● **Work to be completed**
Write out the full listing again, exactly as it stands.

● **A run of records**
* * *

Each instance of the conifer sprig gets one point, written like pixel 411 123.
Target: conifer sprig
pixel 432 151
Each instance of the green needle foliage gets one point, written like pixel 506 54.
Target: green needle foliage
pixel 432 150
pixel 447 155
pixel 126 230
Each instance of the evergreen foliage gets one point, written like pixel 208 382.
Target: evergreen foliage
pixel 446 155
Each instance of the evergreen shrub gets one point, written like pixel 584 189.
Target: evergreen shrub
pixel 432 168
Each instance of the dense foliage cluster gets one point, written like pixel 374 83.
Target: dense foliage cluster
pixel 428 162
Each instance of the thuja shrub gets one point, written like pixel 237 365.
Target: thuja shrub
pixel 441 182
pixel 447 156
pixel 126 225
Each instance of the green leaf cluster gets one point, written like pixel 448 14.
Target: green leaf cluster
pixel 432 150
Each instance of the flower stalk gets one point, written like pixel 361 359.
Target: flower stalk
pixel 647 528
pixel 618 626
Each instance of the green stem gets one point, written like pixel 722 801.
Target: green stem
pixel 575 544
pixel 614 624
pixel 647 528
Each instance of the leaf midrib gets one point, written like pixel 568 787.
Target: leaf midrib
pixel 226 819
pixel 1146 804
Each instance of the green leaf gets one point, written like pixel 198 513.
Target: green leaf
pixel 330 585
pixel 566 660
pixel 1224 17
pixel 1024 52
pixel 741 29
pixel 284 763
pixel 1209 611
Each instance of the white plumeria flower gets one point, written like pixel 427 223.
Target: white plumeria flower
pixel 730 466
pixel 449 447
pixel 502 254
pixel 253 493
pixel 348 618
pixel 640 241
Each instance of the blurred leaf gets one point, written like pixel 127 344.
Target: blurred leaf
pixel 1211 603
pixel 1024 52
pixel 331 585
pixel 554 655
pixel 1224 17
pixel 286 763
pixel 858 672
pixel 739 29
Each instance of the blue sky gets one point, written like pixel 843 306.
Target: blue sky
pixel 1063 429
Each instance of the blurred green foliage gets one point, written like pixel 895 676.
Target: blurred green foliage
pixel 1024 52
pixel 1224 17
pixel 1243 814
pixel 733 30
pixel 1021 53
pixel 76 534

* * *

● **Reply**
Each instance of the conifer sprig gets one point, written like pixel 411 123.
Target: conifer sprig
pixel 432 151
Each instance of the green needle foliage gets one point, written like pixel 506 54.
Target: green needle foliage
pixel 432 150
pixel 447 155
pixel 126 230
Each instance of the evergreen foliage gets one point, written like pixel 208 382.
Target: evergreen foliage
pixel 446 155
Each instance of the evergreen shrub gets one point, written like pixel 584 189.
Target: evergreen shrub
pixel 432 168
Each instance of the dense foliage cluster gets one point, written like pixel 374 83.
Target: dense foliage cluster
pixel 428 162
Each instance of the thuja shrub gets one point, written like pixel 237 365.
Target: thuja shrub
pixel 441 182
pixel 447 156
pixel 126 225
Each instance of the green leaf cluster gets one point, written like pixel 448 14.
Target: green leaf cluster
pixel 432 150
Each instance of the flower stalk gets one point, written like pixel 361 359.
Target: flower stalk
pixel 647 528
pixel 618 626
Each instance of the green stem gets one point, written like pixel 722 801.
Target: green stem
pixel 575 544
pixel 614 624
pixel 647 528
Each instance of the leaf midrib gets one point, written like pixel 568 787.
Target: leaf midrib
pixel 226 819
pixel 1146 804
Each instance of the green leaf gets one point, written like pixel 198 513.
Target: green leaf
pixel 330 585
pixel 566 660
pixel 1224 17
pixel 1024 52
pixel 741 29
pixel 284 763
pixel 1209 611
Each instance of the white plumeria flower gets one point, written like pixel 427 223.
Target: white plumeria flower
pixel 730 466
pixel 449 447
pixel 502 254
pixel 253 493
pixel 348 618
pixel 640 241
Each instance of the blurred leaf gets one point, written like pixel 127 344.
Target: blurred leaf
pixel 1211 603
pixel 1024 52
pixel 331 585
pixel 554 655
pixel 1224 17
pixel 286 763
pixel 858 672
pixel 739 29
Each instance of the blue sky gets one point, written like pixel 843 306.
Target: blue sky
pixel 1063 429
Each instance of the blurred green foliage gets one point, written like pixel 895 676.
Target: blurred green foliage
pixel 1024 52
pixel 1224 17
pixel 1243 814
pixel 733 30
pixel 1021 53
pixel 76 534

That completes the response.